**SUPPLIED MATERIAL**
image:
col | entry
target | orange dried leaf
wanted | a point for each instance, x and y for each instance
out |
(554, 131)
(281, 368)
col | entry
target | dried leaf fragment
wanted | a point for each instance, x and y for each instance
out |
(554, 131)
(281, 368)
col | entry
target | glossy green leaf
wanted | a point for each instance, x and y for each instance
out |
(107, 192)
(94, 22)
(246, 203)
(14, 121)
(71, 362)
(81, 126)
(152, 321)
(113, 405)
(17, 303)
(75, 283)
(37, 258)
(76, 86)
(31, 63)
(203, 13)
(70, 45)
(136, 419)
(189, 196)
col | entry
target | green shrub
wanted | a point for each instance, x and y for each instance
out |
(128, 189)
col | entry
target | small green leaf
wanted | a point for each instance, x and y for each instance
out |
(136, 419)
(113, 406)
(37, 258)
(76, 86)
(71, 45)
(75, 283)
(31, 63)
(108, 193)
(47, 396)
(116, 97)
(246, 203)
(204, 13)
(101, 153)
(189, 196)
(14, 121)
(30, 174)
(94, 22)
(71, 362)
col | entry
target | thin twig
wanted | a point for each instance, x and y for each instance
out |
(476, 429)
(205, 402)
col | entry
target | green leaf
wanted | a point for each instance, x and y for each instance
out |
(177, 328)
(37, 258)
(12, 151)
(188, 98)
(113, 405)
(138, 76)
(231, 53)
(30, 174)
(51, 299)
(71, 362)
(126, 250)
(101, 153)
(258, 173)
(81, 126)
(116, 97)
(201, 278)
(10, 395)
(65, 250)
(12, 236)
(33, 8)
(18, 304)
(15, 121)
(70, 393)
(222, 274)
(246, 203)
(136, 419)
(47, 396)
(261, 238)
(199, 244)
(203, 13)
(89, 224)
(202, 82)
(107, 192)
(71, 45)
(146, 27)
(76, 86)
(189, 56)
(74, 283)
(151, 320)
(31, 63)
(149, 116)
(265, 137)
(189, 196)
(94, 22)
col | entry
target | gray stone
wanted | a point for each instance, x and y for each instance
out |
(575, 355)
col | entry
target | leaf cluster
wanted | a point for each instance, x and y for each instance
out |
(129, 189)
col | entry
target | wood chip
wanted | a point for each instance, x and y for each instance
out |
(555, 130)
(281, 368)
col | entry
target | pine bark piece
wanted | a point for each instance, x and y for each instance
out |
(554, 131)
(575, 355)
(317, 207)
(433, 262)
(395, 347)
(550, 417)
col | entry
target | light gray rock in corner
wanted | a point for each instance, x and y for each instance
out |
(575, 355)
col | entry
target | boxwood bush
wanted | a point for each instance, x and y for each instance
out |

**EXERCISE INSTRUCTIONS**
The records above should all be quoted exactly, please.

**FULL RESPONSE**
image:
col | entry
target | orange dried leaf
wanted | a point for each instance, x and y for each instance
out |
(554, 131)
(281, 368)
col | entry
target | dried leaf fragment
wanted | a point for each instance, x and y for each instance
out |
(554, 131)
(281, 368)
col | entry
target | glossy green leaf
wanted | a point for each instance, x and y for each instance
out |
(107, 192)
(94, 22)
(246, 203)
(14, 121)
(71, 362)
(81, 126)
(152, 321)
(113, 405)
(17, 303)
(75, 283)
(37, 258)
(76, 86)
(31, 63)
(203, 13)
(70, 45)
(136, 419)
(189, 196)
col | entry
target | green shrub
wanted | a point for each instance, x and y for each instance
out |
(128, 189)
col | entry
target | small green leaf
wanted | a point for each instance, x and y for each instance
out |
(136, 419)
(113, 406)
(37, 258)
(76, 86)
(71, 45)
(75, 283)
(31, 63)
(108, 193)
(47, 396)
(116, 97)
(246, 203)
(204, 13)
(101, 153)
(189, 196)
(14, 121)
(30, 174)
(94, 22)
(71, 362)
col | entry
target | thin twig
wanted | a point for each instance, x and y for each instance
out |
(476, 429)
(205, 402)
col | entry
target | green leaf
wanted | a point for each instance, x and y for each instance
out |
(177, 328)
(37, 258)
(12, 151)
(188, 98)
(113, 405)
(138, 76)
(231, 53)
(30, 174)
(51, 299)
(71, 362)
(126, 250)
(101, 153)
(258, 173)
(81, 126)
(116, 97)
(201, 278)
(10, 395)
(65, 250)
(12, 236)
(33, 8)
(18, 304)
(15, 121)
(70, 393)
(222, 274)
(246, 203)
(136, 419)
(47, 396)
(261, 238)
(199, 244)
(203, 13)
(89, 224)
(202, 82)
(107, 192)
(71, 45)
(146, 27)
(76, 86)
(189, 56)
(74, 283)
(151, 320)
(31, 63)
(149, 116)
(265, 137)
(189, 196)
(94, 22)
col | entry
target | gray stone
wanted | a point for each instance, x and y for each instance
out |
(575, 355)
col | entry
target | leaf cluster
wanted | a point for each instance, x and y for each instance
out |
(129, 189)
col | entry
target | wood chip
wanted | a point for each instance, x and y for each instance
out |
(555, 130)
(281, 368)
col | entry
target | pine bark piece
wanted | a point for each instance, x and y for each instance
out |
(554, 131)
(575, 355)
(317, 207)
(433, 262)
(395, 347)
(550, 417)
col | entry
target | light gray rock in corner
wanted | a point for each instance, x and y for each instance
out |
(575, 355)
col | entry
target | boxwood bush
wanted | a point for each instance, x and y for each instance
out |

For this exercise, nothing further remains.